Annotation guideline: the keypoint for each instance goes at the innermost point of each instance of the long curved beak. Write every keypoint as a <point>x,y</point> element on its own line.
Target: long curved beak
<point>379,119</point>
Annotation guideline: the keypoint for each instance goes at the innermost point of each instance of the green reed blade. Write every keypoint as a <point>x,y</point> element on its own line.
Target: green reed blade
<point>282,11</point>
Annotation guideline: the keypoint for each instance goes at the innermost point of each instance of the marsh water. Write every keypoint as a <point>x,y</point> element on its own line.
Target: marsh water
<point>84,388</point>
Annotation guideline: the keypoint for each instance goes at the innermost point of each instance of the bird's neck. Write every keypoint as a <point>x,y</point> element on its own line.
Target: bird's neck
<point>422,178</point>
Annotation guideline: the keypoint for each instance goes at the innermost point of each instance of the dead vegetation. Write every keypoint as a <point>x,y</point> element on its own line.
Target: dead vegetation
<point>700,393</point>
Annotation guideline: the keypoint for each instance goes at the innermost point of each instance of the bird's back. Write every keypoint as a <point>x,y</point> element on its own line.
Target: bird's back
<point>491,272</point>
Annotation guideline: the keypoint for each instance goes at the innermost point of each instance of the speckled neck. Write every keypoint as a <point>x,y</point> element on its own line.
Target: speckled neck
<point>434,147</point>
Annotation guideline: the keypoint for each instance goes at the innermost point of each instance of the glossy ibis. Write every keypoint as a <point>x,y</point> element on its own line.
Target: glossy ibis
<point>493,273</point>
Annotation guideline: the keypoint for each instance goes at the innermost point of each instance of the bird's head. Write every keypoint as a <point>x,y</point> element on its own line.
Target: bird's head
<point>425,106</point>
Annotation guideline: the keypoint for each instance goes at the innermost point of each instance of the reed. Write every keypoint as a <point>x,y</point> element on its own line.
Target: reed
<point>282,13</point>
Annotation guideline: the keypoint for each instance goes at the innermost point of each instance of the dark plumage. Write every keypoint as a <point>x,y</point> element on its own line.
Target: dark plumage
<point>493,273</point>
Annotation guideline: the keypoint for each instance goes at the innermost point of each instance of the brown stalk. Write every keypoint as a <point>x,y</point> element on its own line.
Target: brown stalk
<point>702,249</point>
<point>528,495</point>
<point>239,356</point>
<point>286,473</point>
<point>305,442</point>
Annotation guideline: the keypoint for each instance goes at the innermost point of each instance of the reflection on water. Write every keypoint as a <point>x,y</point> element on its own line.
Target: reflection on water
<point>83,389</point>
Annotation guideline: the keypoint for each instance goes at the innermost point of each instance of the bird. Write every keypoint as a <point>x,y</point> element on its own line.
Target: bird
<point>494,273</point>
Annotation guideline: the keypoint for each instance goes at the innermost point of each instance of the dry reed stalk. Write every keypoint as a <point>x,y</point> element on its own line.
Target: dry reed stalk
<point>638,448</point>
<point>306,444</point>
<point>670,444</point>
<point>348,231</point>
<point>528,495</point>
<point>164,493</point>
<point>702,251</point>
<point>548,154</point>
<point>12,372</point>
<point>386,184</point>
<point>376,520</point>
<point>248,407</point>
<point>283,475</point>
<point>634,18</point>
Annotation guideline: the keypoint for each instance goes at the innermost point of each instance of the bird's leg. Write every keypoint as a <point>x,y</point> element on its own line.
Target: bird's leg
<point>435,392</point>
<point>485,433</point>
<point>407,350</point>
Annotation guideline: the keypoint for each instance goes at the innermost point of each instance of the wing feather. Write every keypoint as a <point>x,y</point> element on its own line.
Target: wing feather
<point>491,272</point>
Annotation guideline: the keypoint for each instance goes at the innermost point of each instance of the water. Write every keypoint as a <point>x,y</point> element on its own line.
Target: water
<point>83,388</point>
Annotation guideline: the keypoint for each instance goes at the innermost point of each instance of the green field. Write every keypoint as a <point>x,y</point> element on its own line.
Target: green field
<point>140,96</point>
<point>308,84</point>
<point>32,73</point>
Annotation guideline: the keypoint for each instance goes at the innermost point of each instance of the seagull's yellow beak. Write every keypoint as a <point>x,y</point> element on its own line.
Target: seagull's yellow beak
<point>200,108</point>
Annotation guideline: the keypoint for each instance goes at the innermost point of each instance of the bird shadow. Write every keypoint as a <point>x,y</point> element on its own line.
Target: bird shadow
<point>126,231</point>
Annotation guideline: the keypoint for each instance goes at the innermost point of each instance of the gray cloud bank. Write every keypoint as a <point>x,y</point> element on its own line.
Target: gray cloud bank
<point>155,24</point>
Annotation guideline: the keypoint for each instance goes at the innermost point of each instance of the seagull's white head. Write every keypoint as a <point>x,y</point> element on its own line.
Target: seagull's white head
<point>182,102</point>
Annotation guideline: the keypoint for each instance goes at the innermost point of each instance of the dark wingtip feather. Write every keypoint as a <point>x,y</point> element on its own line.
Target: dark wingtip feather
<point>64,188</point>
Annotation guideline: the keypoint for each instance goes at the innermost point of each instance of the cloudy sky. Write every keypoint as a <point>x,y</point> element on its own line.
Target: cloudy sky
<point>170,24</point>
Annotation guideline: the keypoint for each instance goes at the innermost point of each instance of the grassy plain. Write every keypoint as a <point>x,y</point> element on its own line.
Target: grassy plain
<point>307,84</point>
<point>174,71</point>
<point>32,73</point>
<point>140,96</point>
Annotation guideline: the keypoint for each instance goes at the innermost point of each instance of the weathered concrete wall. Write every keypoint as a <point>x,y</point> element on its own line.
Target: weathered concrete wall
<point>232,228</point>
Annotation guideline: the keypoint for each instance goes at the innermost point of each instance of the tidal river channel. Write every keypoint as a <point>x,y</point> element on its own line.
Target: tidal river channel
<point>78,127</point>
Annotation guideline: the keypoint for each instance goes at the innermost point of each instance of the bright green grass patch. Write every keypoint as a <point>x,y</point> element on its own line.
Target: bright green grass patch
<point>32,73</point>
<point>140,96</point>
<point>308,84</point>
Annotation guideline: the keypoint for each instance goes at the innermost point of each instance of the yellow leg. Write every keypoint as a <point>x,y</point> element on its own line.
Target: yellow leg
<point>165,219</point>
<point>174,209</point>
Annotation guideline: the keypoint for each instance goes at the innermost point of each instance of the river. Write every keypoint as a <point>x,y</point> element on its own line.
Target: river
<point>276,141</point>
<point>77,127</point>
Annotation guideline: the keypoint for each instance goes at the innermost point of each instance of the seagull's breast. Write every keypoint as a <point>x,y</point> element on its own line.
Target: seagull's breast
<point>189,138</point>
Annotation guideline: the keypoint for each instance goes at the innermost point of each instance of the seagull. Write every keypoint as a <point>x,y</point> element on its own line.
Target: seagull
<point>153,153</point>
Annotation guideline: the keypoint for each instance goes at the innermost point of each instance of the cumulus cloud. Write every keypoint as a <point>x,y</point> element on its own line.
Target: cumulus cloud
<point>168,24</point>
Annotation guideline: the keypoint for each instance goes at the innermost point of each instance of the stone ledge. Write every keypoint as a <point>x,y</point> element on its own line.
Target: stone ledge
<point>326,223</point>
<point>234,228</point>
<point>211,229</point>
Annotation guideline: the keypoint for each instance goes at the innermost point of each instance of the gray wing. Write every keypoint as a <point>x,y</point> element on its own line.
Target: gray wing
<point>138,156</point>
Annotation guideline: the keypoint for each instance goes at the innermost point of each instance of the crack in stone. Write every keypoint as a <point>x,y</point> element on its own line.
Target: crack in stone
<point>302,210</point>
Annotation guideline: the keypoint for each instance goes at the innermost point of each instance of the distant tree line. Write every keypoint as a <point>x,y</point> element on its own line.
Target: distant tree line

□ □ □

TASK STATEMENT:
Return each line from the material that includes the string "tree".

EXERCISE OUTPUT:
Annotation guideline: the keypoint for each instance goes at the innermost point of each instance of the distant tree line. Write every keypoint as a <point>x,y</point> element on its own line.
Target: distant tree line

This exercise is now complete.